• INFORMATION GIVEN:

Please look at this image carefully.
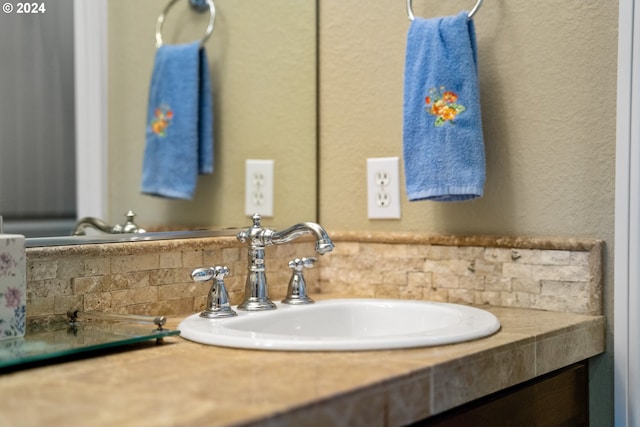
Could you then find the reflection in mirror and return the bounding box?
[0,0,316,244]
[0,0,76,237]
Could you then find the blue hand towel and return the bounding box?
[142,42,213,200]
[403,12,485,201]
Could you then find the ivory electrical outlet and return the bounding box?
[244,159,274,217]
[367,157,400,219]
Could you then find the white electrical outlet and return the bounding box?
[244,160,273,217]
[367,157,400,219]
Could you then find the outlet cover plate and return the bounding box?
[367,157,401,219]
[244,159,274,217]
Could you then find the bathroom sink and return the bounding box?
[178,299,500,351]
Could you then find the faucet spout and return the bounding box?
[271,222,335,255]
[71,211,145,236]
[237,214,334,311]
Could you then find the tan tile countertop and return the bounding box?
[0,308,604,427]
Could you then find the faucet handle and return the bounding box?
[282,257,317,305]
[191,266,237,319]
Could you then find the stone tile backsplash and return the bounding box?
[27,232,603,321]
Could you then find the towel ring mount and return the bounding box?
[156,0,216,48]
[407,0,484,21]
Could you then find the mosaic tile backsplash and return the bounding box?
[0,234,27,340]
[26,232,603,322]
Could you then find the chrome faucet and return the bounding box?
[236,214,334,311]
[71,211,146,236]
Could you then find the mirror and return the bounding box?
[1,0,317,244]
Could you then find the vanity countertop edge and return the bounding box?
[0,307,605,426]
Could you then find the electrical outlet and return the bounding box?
[367,157,400,219]
[244,160,274,217]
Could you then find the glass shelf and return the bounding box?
[0,320,180,368]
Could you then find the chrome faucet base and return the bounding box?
[236,214,334,311]
[200,307,238,319]
[238,298,276,311]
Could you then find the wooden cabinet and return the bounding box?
[413,362,589,427]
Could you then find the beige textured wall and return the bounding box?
[319,0,618,426]
[108,0,317,231]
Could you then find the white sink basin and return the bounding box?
[178,299,500,351]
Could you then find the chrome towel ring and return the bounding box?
[156,0,216,48]
[407,0,484,21]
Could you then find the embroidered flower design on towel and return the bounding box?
[424,86,465,127]
[150,104,173,136]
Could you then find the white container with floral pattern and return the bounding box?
[0,234,27,340]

• STATED GOAL:
Can you reproduce every entry above word for word, omitting the picture?

• OUTPUT FOR THIS EXERCISE:
Please look at this image carefully.
Could you then find the reflection in mirror and return the bounding box?
[0,0,316,244]
[0,0,76,237]
Could you then find the blue hand towel and return the bounding box?
[142,42,213,200]
[403,12,485,201]
Could you then find the ivory electrical outlet and return the bounding box?
[244,159,274,217]
[367,157,400,219]
Could you then find the white electrical outlet and return the bounding box?
[244,160,273,217]
[367,157,400,219]
Could you then find the outlet cover plate and return the bounding box?
[367,157,401,219]
[244,159,274,217]
Could you then find the bathroom sink and return the bounding box?
[178,299,500,351]
Could you then find the faucet spout and return the bounding box?
[271,222,335,255]
[71,211,145,236]
[237,214,334,311]
Could you then find the tan tile countertop and return the bounding box?
[0,308,604,427]
Could you then find the faucet handle and return the bounding box?
[282,257,317,305]
[191,266,237,319]
Could you then find the stone tile backsplash and return the bounding box?
[27,232,603,321]
Could you then find the towel ring mount and return the bounding box?
[156,0,216,48]
[407,0,484,21]
Could you then find the mosaic tile backsplash and return the bounding box?
[0,234,27,340]
[26,232,603,322]
Could you then find the chrome faucet and return the bounding box?
[236,214,334,311]
[71,211,146,236]
Could you then find the mirror and return the bounding box?
[1,0,317,244]
Could you then find the vanity countertop edge and return the bounding box?
[0,307,605,426]
Could you then find the electrical outlet and return the bounding box?
[367,157,400,219]
[244,160,274,217]
Could you then find the glass shelf and return the bounding box?
[0,320,180,368]
Could you then find the chrome faucet base and return the bounding box?
[236,214,334,311]
[200,307,238,319]
[238,298,276,311]
Could you then find the wooden cabinet and return the bounding box?
[413,362,589,427]
Could you then find the beige textured wall and return the bounding box?
[319,0,618,426]
[108,0,317,231]
Could you then find the white sink basin and return the bounding box?
[178,299,500,351]
Could you then find the chrome towel ring and return the bounding box?
[156,0,216,48]
[407,0,484,21]
Could you then find the embroidered flower design on towel and return the bounding box?
[424,86,465,127]
[150,104,173,136]
Could you then find the white container with floral pattern and return the bounding box?
[0,234,27,340]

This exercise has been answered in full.